■ ARTICLE

Figure 1. Carbon dioxide removal (CDR) pathways at the national and global levels
As with project-based voluntary carbon market initiatives, CDR projects must demonstrate the durability of carbon storage and the risk of reversal (permanence) to ensure that the removal is considered truly additional (CRIA 2023). Among these, permanence and additionality remain critical factors to consider in any CDR project. Permanence refers to the duration over which removed carbon remains out of the atmosphere without risk of reversal (IPCC 2022; Allen et al. 2022).
Additionality here refers to the concept that the CO2 removal activity should result in carbon sequestration that would not have occurred in the absence of the intervention. It ensures that credited removals represent real, incremental climate benefits beyond legally mandated or economically inevitable actions.
Carbon dioxide removal methods vary based on removal processes, carbon storage duration, technological readiness, mitigation potential, costs, co-benefits, potential adverse effects, and regulatory requirements (IPCC 2022). The literature classifies these methods in various ways, emphasising different characteristics. Some distinctions include nature-based versus engineered/technological approaches, temporary versus permanent storage, and conventional versus novel methods (H. B. Smith, Vaughan, and Forster 2024). The classifications are demonstated in Figure 1
Nature-based or conventional CDR methods are well established, implemented at scale, and commonly reported by countries under land-use, land-use change, and forestry (LULUCF) activities (H. B. Smith, Vaughan, and Forster 2024). This category encompasses afforestation and reforestation, agroforestry, forest management, soil carbon sequestration in croplands and grasslands, and restoration of peatlands and coastal wetlands. Technological or novel methods include all other CDR approaches that store carbon in geological formations, oceans, or products. These methods are less mature and more expensive to implement than conventional approaches, and therefore are currently deployed at a limited scale. Examples include biochar, enhanced rock weathering (ERW), direct air carbon capture and storage (DACCS), ocean alkalinity enhancement, and bioenergy with carbon capture and storage (BECCS).
There is currently no clear scientific or policy consensus on the minimum storage durability required for an approach to qualify as CDR. While millennial-scale storage is often considered the benchmark, guaranteeing such permanence is challenging in practice (H. B. Smith, Vaughan, and Forster 2024). Short-term storage can still contribute to climate goals; however, it is widely accepted that processes that re-release carbon within a year (indicating a high risk of reversal) do not qualify as (Strobel et al. 2023) Existing government policies and voluntary standards set minimum storage thresholds of 25–100 years (H. B. Smith, Vaughan, and Forster 2024). Figure 2 illustrates distinctions among CDR types based on methods, durability, and applications.
Figure 2. CDR methods are categorised by removal process (grey shades) and storage medium (yellow/brown shades), with corresponding storage timescales
Innovative or novel CDR methods offer significant potential to address challenges related to land-use competition, verifiability, and the permanence of sequestration, while also providing distinct societal and environmental co-benefits (CRIA 2023). A diversified portfolio of CDR technologies will be necessary, as different approaches are better suited to different contexts. Shorter-duration, largely nature-based removals can play an important transitional role by lowering near-term atmospheric CO₂ concentrations while durable CDR technologies scale up. India is particularly well-positioned to deploy a mixed portfolio, combining durable methods such as biochar and ERW with cropland management and agroforestry, given its extensive agricultural landscapes and intact ecosystems. Moreover, nature-based removals warrant investment beyond their carbon value alone, as they generate significant biodiversity, livelihood, and development cobenefits.

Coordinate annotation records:
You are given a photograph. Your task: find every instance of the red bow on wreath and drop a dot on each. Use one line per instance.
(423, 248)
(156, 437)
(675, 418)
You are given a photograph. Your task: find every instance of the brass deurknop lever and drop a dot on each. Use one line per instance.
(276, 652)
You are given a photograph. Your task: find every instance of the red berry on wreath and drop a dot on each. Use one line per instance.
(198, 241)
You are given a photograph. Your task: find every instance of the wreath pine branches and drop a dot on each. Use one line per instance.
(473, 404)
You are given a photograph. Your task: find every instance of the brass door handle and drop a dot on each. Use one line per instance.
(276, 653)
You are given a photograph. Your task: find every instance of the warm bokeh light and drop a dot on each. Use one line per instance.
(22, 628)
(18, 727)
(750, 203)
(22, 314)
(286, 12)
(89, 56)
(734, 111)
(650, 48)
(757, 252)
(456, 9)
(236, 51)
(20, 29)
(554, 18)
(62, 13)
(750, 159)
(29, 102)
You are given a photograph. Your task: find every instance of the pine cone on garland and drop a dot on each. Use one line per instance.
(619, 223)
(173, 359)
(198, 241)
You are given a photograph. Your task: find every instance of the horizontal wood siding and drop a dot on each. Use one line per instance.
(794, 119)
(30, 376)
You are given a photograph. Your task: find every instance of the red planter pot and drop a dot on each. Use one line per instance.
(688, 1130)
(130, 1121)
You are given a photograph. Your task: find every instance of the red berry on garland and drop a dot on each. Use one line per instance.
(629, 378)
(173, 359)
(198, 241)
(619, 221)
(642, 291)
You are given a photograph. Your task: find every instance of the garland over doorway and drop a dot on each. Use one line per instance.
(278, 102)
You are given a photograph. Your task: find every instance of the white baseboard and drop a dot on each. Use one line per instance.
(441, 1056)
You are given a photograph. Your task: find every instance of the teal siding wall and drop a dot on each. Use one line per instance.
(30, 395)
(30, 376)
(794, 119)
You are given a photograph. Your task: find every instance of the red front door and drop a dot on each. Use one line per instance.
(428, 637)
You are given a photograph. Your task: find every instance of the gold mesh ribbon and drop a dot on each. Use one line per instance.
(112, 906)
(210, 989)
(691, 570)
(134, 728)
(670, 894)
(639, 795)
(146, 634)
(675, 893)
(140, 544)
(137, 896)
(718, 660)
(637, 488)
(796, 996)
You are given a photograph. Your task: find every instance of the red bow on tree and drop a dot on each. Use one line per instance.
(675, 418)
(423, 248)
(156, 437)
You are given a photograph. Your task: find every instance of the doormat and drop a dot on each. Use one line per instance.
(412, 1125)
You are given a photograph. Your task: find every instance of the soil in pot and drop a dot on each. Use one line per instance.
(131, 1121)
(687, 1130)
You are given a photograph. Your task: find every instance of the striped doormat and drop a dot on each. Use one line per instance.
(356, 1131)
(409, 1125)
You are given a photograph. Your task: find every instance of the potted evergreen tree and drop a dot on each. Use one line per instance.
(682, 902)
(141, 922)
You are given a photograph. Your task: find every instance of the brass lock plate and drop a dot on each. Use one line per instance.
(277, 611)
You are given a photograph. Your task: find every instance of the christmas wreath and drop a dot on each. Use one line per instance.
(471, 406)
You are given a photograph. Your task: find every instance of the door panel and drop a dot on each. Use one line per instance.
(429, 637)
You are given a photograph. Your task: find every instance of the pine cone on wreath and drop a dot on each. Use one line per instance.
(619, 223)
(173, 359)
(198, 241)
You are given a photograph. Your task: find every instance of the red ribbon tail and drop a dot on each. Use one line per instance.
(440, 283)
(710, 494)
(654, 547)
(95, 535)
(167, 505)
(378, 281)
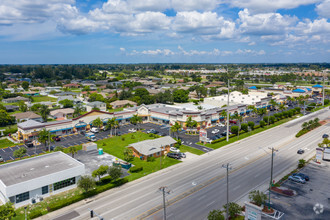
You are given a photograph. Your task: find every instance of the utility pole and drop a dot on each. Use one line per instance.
(228, 113)
(271, 174)
(164, 190)
(227, 167)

■ PROBLEM DESCRIPTION
Please pick up the text on carbon dioxide removal after its final sentence and continue writing it.

■ EXPECTED ANSWER
Currently, novel methods account for less than 0.1 per cent of carbon dioxide removal — approximately 1.35 million tonnes of CO₂ per year, compared to around 2 gigatons (GtCO₂) per year of total CDR deployment (Smith et al. 2024). By 2050, median estimates across multiple Intergovernmental Panel on Climate Change (IPCC) net-zero scenarios limiting warming to below 1.5°C suggest that nearly 10 Gt CO₂ may need to be removed annually from the (“WEF” 2024). Across IPCC’s 1.5°C-aligned mitigation pathways, cumulative carbon removal requirements by 2100 are estimated at 20–660 Gt CO₂ (IPCC 2022). These pathways assume the implementation of CDR at a scale far beyond current deployment levels. Assessments by IPCC indicate that all 1.5°C and 2°C-aligned pathways require large-scale CDR, with cumulative removals of 450–1,100 Gt CO₂ over 2020–2100 alongside deep emissions cuts (Tandon 2024). In contrast, current CDR deployment is around 2.2 Gt CO₂ per year, of which over 99.9 per cent comes from conventional methods.
Durable CDR methods provide benefits beyond carbon removal. Approaches such as biochar and ERW directly impact soil health, crop yields, and water retention (CRIA 2023). Biochar, which is alkaline, and silicate rocks naturally elevate soil pH, thereby reducing soil acidity and boosting plant growth (Beerling et al. 2020). An increase in soil pH increases soil cation exchange capacity, thereby enhancing nutrient retention and availability (Kabir, Kim, and Kwon 2023). Improved soil quality increases crop productivity and helps address concerns about food security. The development and development of CDR approaches also have the potential to generate employment and broader economic benefits (CRIA 2023). Waste resources, such as biomass and construction dust – key feedstocks for biochar production and ERW – if redirected into durable carbon removal pathways, offer substantial potential to avoid emissions and decrease air pollution(Srishti Singh and Ishan Sahajpal 2025) These methods convert high-emission waste streams, such as agricultural residues, organic waste, and rock or construction dust, into productive alternatives, helping reduce biomass burning, absorb atmospheric CO₂, and deliver agronomic benefits.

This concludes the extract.